PROBLEM DETAILS
Copy out the records word for word, starting at the line that contains "Readme: the locator spots each instance of the person standing" and continuing through the last line of the records, both ends included.

++++ SOURCE MATERIAL

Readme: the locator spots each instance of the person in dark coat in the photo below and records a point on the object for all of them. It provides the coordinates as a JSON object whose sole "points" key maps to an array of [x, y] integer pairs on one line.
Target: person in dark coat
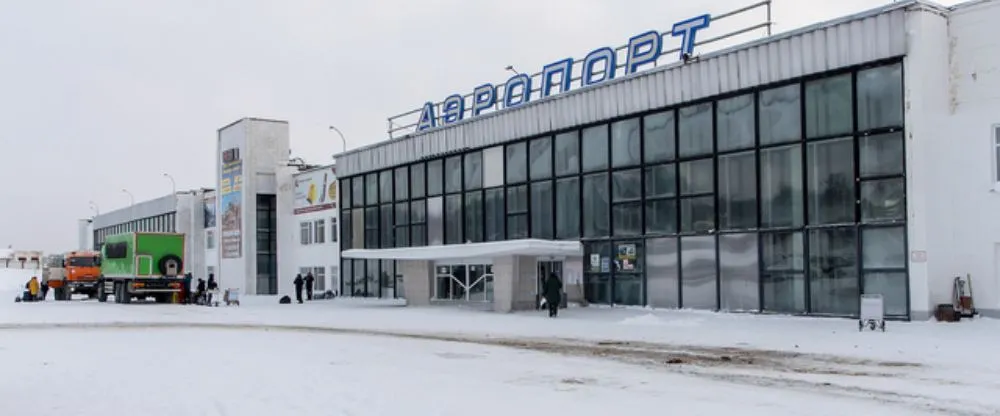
{"points": [[199, 291], [310, 280], [553, 294], [212, 287], [187, 288], [298, 287]]}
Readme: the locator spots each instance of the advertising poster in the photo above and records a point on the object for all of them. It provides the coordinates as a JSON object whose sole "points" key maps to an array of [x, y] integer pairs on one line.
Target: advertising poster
{"points": [[315, 191], [209, 204], [230, 193]]}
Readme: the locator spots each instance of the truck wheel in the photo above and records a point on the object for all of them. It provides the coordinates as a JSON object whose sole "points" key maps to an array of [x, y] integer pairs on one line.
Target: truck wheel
{"points": [[170, 265]]}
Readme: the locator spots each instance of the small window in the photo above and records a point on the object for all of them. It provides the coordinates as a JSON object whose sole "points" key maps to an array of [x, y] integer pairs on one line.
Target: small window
{"points": [[319, 273], [305, 233], [333, 230], [996, 155], [319, 228]]}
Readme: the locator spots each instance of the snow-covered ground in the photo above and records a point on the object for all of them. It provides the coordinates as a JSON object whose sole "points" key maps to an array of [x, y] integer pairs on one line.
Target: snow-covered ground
{"points": [[367, 357]]}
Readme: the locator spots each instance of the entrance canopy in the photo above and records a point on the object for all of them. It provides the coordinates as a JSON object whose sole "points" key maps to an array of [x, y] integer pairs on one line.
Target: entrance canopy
{"points": [[526, 247]]}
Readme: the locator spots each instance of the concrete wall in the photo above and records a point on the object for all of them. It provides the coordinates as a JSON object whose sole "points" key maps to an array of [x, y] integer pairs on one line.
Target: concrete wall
{"points": [[953, 191]]}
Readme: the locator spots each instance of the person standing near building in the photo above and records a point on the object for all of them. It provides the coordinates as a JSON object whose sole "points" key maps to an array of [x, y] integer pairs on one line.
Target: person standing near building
{"points": [[310, 280], [553, 294], [33, 288], [298, 287]]}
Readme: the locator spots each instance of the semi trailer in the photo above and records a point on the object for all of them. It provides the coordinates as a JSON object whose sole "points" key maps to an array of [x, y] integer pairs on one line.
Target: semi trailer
{"points": [[139, 265]]}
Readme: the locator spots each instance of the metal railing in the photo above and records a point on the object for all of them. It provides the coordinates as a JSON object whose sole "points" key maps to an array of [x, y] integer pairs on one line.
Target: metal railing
{"points": [[394, 122]]}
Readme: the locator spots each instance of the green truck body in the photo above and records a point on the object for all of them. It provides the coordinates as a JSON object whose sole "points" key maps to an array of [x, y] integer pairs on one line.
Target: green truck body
{"points": [[140, 264]]}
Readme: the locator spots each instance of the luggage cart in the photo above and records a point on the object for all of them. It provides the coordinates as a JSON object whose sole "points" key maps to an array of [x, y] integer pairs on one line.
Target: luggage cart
{"points": [[872, 312]]}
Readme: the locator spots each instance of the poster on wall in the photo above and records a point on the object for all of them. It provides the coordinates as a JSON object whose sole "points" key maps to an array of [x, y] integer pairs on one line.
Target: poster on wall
{"points": [[209, 207], [315, 191], [230, 192]]}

++++++++

WRITTEN ANSWER
Readme: the locator spots each instance of the person standing near building in the photo above and records a point on the object for all of them. It provides the coordinates as a JSON object whose sole "points" key maps to an array of [x, y] integer pairs on one line.
Target: person standing near building
{"points": [[310, 280], [553, 294], [33, 288], [298, 287]]}
Readme: the locator spots each instance of the semi trailer in the photo above and records a point on the object for all of them. It provides the coordinates as a JSON object whose sole "points" key maps to an array of [x, y] integer pairs on one line.
Target: semi trailer
{"points": [[139, 265]]}
Readme: the locator spots each instance of the metal railing in the photo above and records a point on the object for all of them. It provides the coordinates as a JSON object whose sole "points" key maps to an array of [x, y] integer pairs on one line.
Target: metal railing
{"points": [[394, 122]]}
Readme: the locator spots each instance of the green truck body in the photo above and records a point on the object for all of them. It provides the coordinates as a JSON object whose sole "points" key maps to an array of [x, y] integer pairs on one line.
Target: green truck body
{"points": [[140, 264]]}
Readme: the locator spots each instance of the luggage cart in the photo above and records a point on the object for all of them. It provides the coordinates as a JSON object whose sole "points" key maps to an array of [x, y] integer pairs on one line.
Target: luggage cart
{"points": [[872, 312]]}
Readme: the locator spots each instance of the poster on wall in the photo above and records a point on the object for all of them. It provides the coordinates as a JSON object whose sole "points" key maps to an array of [x, y] integer pairs on one line.
Target: poster on wall
{"points": [[209, 207], [315, 191], [230, 192]]}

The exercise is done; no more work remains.